● TASK DIRECTIONS:
Would you copy each line of the data below that has "texture"?

### TASK DATA ###

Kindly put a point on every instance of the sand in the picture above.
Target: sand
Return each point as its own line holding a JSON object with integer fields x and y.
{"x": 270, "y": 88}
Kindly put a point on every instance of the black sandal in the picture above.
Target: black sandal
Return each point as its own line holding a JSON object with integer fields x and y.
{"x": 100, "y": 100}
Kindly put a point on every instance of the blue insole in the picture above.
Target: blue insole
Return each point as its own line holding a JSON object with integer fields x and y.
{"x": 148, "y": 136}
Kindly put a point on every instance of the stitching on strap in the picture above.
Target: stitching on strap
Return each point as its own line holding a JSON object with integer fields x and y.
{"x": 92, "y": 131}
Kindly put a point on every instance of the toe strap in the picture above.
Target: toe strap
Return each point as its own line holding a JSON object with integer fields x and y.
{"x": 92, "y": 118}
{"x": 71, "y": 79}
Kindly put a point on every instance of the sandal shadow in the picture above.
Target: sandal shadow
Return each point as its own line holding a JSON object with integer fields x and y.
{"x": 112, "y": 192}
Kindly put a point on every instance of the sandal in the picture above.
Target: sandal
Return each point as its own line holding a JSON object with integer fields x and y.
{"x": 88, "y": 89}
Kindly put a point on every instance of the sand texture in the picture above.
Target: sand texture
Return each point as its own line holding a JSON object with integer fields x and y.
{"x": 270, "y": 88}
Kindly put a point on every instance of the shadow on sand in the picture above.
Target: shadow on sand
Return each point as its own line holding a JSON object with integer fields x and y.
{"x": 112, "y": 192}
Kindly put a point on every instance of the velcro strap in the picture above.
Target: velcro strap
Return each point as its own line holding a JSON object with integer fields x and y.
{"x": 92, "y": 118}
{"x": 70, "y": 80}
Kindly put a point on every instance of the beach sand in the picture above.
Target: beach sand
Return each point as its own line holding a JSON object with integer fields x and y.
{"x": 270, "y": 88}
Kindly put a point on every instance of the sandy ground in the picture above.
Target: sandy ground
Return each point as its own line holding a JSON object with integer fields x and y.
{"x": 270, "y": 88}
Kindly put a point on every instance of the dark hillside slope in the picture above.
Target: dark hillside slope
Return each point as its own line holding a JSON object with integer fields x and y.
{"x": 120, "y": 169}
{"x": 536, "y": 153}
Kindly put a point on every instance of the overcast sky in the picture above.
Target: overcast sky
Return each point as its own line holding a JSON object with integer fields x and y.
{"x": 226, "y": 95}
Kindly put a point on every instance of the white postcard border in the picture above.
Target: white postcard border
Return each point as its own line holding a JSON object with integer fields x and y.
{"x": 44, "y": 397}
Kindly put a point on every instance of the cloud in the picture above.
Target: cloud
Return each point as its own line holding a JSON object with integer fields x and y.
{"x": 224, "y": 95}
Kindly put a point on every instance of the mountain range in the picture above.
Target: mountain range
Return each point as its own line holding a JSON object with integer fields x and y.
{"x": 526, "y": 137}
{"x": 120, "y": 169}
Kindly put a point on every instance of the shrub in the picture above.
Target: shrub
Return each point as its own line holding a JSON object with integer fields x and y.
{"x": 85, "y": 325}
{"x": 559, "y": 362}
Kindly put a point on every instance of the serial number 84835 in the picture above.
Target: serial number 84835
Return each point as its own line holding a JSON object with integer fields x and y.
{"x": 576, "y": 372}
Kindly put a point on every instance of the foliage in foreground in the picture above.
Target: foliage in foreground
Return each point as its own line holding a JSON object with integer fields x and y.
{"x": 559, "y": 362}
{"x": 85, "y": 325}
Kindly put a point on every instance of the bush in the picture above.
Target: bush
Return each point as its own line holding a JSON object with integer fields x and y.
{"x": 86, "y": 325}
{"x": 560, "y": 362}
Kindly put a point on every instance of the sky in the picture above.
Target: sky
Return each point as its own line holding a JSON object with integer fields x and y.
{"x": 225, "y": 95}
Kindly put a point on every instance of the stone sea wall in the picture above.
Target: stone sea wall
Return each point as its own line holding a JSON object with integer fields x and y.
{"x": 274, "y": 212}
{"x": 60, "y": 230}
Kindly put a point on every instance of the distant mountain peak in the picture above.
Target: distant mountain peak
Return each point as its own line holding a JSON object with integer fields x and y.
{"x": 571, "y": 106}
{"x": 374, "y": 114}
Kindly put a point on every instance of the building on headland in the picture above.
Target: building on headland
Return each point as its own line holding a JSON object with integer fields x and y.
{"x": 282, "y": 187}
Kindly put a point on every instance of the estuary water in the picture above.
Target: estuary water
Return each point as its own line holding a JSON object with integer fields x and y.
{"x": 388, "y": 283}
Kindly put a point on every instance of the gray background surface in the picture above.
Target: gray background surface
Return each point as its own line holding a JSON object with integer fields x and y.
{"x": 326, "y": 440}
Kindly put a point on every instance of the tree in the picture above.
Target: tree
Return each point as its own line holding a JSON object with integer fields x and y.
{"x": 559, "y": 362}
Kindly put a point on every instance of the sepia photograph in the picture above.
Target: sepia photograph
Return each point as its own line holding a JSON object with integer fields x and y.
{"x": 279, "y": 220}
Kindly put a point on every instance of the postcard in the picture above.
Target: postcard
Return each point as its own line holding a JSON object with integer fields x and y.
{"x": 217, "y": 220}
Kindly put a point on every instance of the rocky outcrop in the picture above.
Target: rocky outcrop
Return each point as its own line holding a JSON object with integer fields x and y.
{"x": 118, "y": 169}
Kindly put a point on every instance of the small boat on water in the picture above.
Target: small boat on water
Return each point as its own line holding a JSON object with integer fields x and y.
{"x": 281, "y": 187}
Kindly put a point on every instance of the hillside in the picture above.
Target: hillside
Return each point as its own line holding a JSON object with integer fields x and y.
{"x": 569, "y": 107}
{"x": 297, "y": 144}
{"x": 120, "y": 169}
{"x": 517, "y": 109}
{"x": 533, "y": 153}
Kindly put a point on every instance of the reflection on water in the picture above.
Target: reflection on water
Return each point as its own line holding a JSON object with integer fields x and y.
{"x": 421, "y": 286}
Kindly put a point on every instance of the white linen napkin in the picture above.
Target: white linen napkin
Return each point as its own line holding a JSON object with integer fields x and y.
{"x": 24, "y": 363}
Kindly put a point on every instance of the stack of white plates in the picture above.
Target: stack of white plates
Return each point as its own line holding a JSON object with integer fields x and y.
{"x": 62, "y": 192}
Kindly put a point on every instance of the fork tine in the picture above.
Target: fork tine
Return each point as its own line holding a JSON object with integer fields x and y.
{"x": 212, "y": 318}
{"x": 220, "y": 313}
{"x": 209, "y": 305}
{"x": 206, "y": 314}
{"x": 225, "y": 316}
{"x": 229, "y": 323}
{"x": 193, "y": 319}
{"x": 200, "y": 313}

###

● RESULT:
Kindly put a point on every instance of the sand texture in the picture above.
Target: sand texture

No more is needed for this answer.